__DATASET ENTRIES__
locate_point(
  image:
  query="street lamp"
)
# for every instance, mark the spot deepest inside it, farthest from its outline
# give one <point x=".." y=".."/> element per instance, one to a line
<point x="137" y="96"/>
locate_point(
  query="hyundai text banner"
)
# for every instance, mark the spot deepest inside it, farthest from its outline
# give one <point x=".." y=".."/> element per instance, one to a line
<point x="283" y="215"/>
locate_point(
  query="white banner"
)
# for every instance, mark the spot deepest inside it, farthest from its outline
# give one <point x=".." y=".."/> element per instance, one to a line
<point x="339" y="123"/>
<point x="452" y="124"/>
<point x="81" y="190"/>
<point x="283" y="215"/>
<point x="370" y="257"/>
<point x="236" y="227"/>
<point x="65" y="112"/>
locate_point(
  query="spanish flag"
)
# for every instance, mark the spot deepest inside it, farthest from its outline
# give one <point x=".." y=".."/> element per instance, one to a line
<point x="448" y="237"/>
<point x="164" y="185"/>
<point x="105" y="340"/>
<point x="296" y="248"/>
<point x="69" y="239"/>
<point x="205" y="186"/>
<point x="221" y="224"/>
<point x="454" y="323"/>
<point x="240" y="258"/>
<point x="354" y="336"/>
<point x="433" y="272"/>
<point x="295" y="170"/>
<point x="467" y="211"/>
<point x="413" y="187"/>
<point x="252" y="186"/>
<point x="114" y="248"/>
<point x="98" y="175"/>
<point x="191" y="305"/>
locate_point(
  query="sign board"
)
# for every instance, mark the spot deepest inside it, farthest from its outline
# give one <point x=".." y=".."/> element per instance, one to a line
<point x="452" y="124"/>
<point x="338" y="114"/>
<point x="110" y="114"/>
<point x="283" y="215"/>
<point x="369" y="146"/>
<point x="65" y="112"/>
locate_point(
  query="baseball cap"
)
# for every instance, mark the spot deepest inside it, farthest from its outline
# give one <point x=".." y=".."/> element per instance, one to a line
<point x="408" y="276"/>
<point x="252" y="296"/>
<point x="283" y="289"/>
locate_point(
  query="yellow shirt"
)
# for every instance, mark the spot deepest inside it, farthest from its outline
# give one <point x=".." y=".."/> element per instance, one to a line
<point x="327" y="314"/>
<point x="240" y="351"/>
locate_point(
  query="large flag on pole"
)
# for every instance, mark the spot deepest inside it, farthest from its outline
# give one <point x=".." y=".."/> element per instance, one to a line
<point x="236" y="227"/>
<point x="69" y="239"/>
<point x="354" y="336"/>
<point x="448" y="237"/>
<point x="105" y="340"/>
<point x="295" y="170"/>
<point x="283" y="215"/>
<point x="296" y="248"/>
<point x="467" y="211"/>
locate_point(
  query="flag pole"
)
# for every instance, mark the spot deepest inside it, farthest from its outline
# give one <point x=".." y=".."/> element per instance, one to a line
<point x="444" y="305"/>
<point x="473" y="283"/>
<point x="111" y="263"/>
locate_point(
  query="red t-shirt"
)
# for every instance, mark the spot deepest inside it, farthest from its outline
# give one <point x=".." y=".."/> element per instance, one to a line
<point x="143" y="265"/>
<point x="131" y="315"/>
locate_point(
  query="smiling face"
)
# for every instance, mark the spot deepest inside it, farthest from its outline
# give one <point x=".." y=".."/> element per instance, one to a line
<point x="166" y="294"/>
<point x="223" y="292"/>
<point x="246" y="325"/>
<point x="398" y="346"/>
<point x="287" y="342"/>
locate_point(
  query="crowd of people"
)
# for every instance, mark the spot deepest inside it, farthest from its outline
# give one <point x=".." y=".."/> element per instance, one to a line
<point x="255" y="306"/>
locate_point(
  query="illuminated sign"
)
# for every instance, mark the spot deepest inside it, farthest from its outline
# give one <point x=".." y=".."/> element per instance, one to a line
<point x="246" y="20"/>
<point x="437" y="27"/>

__PROBLEM STATEMENT__
Check each line of the data above for the word "shirt" and copy the ones where it is found.

__EXERCISE ANSWER__
  query="yellow shirt"
  query="red t-shirt"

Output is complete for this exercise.